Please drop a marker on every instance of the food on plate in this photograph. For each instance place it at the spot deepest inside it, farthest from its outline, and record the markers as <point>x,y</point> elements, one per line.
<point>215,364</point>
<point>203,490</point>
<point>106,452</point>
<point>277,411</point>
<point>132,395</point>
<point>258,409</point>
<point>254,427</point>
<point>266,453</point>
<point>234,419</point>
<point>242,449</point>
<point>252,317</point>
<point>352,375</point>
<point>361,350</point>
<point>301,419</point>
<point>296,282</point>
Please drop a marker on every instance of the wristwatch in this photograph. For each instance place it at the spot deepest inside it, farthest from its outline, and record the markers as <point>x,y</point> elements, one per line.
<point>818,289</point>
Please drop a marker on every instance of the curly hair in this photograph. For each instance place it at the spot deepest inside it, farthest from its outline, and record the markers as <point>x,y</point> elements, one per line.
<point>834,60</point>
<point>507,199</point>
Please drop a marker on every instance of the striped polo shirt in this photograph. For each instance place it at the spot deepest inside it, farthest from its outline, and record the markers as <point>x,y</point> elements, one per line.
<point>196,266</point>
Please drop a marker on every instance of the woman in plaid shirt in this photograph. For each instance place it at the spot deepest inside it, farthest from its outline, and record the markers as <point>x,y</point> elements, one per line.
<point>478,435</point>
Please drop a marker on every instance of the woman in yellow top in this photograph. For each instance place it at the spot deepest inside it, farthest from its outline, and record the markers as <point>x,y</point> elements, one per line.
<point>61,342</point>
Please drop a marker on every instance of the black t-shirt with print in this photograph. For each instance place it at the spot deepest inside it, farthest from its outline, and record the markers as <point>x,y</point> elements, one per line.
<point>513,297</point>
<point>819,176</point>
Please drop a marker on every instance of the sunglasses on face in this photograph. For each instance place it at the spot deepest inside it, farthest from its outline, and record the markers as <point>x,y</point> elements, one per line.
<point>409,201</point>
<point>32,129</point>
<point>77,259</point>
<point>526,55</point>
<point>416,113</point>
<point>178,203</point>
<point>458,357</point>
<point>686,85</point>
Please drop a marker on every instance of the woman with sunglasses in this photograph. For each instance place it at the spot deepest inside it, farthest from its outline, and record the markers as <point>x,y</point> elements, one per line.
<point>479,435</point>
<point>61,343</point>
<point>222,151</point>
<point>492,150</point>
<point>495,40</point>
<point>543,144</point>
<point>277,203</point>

▶ **Work request**
Write out every entry exactly as given.

▶ **Result of this task**
Please drop a marker on every instance of the food on plate in this photograph. For each instance place it at the spot deepest inside it, farthest from its outline, and record the markers as <point>x,y</point> elements, one per line.
<point>215,364</point>
<point>203,490</point>
<point>106,452</point>
<point>277,411</point>
<point>132,395</point>
<point>258,409</point>
<point>254,427</point>
<point>266,453</point>
<point>234,419</point>
<point>242,449</point>
<point>252,317</point>
<point>352,375</point>
<point>361,350</point>
<point>301,419</point>
<point>296,282</point>
Please drop a marker on every instance of the wristwatch in this photograph. For each instance place it at the spot deepest inside it, farthest from its outline, and record the markers as <point>x,y</point> elements, one per line.
<point>818,289</point>
Please drop a marker on every instance of the curly hair in this photograph. For each instance place it at the spot deepest inside it, farthest from its outline, and record the markers as <point>x,y</point> elements, one per line.
<point>834,60</point>
<point>507,199</point>
Please drop a marker on every instance of the striped polo shirt in this photograph. For each instance place it at the spot deepest inside it, farthest from its outline, and record the markers as <point>x,y</point> elements, one per line.
<point>196,266</point>
Please drop a marker on every instance of the woman in plaid shirt in this photograph. For each instance place it at the spot deepest inside it, farthest from its outline, and record the markers as <point>x,y</point> elements, one per line.
<point>478,435</point>
Please drop a marker on every instance of the woman in yellow top in this photograph. For each instance place it at the spot deepest inside it, farthest from its outline, and record the markers as <point>x,y</point> elements, one per line.
<point>61,342</point>
Please drop a marker on every instance of the black t-shirt with print in this photograph. For each instance place it at the spot deepest inside it, farthest from its outline, and record the markers as <point>x,y</point> elements, one per line.
<point>513,297</point>
<point>819,176</point>
Please drop a marker on every instance of the sunglasses on face in this photograph. For each instance place it at the spot deepest inside it, farthest from its outline, and record the markers as <point>x,y</point> elements, one per line.
<point>409,201</point>
<point>32,129</point>
<point>77,259</point>
<point>526,55</point>
<point>416,113</point>
<point>178,203</point>
<point>458,357</point>
<point>686,85</point>
Please drop a marker on every instance of the woman with sunglasses in this photograph. For each instance place it at the spot deepest inside it, farthest from its outline, and record the markers as <point>x,y</point> elements, one per line.
<point>479,435</point>
<point>61,343</point>
<point>222,151</point>
<point>492,150</point>
<point>495,40</point>
<point>543,144</point>
<point>277,203</point>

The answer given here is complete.